- _RECORD LIST_:
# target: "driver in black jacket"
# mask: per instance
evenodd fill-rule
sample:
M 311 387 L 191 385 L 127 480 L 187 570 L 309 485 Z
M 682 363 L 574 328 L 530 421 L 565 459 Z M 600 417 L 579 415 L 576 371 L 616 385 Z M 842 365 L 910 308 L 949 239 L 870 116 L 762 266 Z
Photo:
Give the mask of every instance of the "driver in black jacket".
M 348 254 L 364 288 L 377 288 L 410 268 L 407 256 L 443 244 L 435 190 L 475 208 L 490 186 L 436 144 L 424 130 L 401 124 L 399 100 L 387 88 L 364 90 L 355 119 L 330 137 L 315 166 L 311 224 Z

- _PROMPT_: Output every line of the rows above as a JSON list of strings, one string per line, leaving out blank lines.

- _SOLUTION FOR THIS EXERCISE_:
[
  "# target: \"driver in black jacket\"",
  "# mask: per instance",
  "evenodd fill-rule",
  "sample:",
  "M 311 387 L 191 385 L 127 480 L 187 570 L 309 485 Z",
  "M 682 363 L 574 328 L 530 421 L 565 459 Z M 600 417 L 579 415 L 576 371 L 616 385 Z M 842 365 L 910 308 L 949 239 L 870 116 L 762 266 Z",
  "Photo:",
  "Give the mask of every instance of the \"driver in black jacket\".",
  "M 348 254 L 364 288 L 377 288 L 410 268 L 407 256 L 443 244 L 435 190 L 475 208 L 490 186 L 436 144 L 424 130 L 401 124 L 399 100 L 387 88 L 364 90 L 355 119 L 330 137 L 315 166 L 311 224 Z"
]